INSTRUÇÃO = Informe se cada afirmação concorda com o trecho sobre Lina Bo Bardi em Salvador, respondendo sim ou não e citando entre aspas as palavras do trecho que decidem. 1. Lina Bo Bardi voltou à Bahia em 1986 a convite do prefeito Mário Kertész. 2. O primeiro período de Lina na Bahia foi entre 1964 e 1986. 3. O centro histórico de Salvador foi classificado pela Unesco pelo valor individual de suas casas.

TRECHO DO DOCUMENTO =
"""

1º Ato
Em 1986, Lina Bo Bardi, convidada pelo então prefeito de Salvador, Mário Kertész, volta à Bahia para um novo período de realizações. Seria o segundo momento de Lina na Bahia. O primeiro foi entre 1958 e 1964, do qual se destacam as obras do Solar do Unhão, criado como Museu de Arte Popular, e o próprio Museu de Arte Moderna da Bahia.
Neste novo período, um grande desafio é colocado na pauta de trabalho: a recuperação do Centro Histórico, que estava fisicamente em ruínas, parecia um sitio bombardeado; “havia sofrido um terremoto voluntário”, dizia Lina. Mas era densamente habitado por uma gente que, à sua maneira e com os meios ao seu alcance, conservava ali a vida urbana.
Portanto, de cara, tínhamos que descartar o termo “revitalização”, uma vez que vida ali não faltava. E “com que força”, continuava Lina: “prostituição, bebida, drogas e crime, quer coisa mais viva?”
Piada à parte, um mundo “subáqueo” de numerosas famílias pobres, pequenos negócios e serviços, quebra-galhos e biscateiros, abandonados há muito pelo poder público e pelas classes mais abastadas, que se afastavam cada vez mais desse umbigo urbis pelas praias da orla, zelava e mantinha vivo aquele testemunho histórico urbano único e original. Sim, único em sua originalidade.
O lugar
O centro histórico de Salvador representa a cidade portuguesa no trópico, a “Nova Évora” à beira mar, e por isso foi classificado pela Unesco como Patrimônio da Humanidade. Não foi pelo valor individual desta ou daquela casa ou sobrado já tantas vezes reformados, mas pela força de seu conjunto. Seu traçado urbano é peculiar, pois resulta do modo livre e sábio com que o colonizador adaptou sua aldeia portuguesa à geografia da encosta sobre a Baia de Todos os Santos. A vegetação exuberante e indomável, a umidade implacável, a luz azul do sol, a beleza de doer da vista sobre o mar, o serpentear das cumeadas dos morros entremeados de grotas e pequenos vales, estes foram elementos determinantes no urbanismo da nova cidade portuguesa transplantada aos trópicos. Além da liberdade de fazer do brasileiro, ou “português à solta”, como bem definiu Agostinho da Silva.

"""

TRECHO DA FONTE =
"""

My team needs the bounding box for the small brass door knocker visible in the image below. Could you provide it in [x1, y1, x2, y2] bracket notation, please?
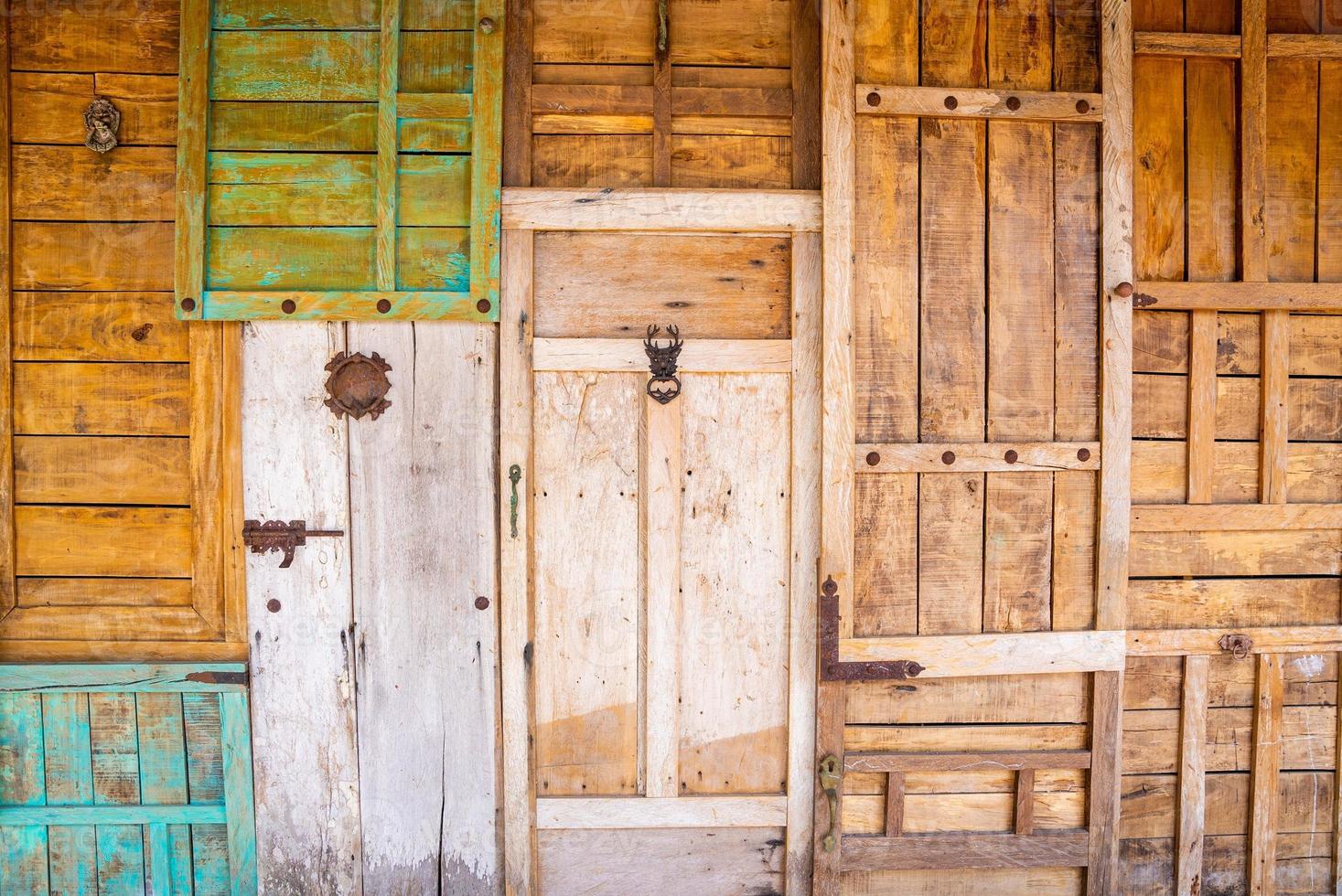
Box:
[643, 325, 684, 405]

"""

RESULTADO =
1. Sim: "Em 1986, Lina Bo Bardi, convidada pelo então prefeito de Salvador, Mário Kertész, volta à Bahia"
2. Não: "O primeiro foi entre 1958 e 1964"
3. Não: "Não foi pelo valor individual desta ou daquela casa ou sobrado já tantas vezes reformados, mas pela força de seu conjunto."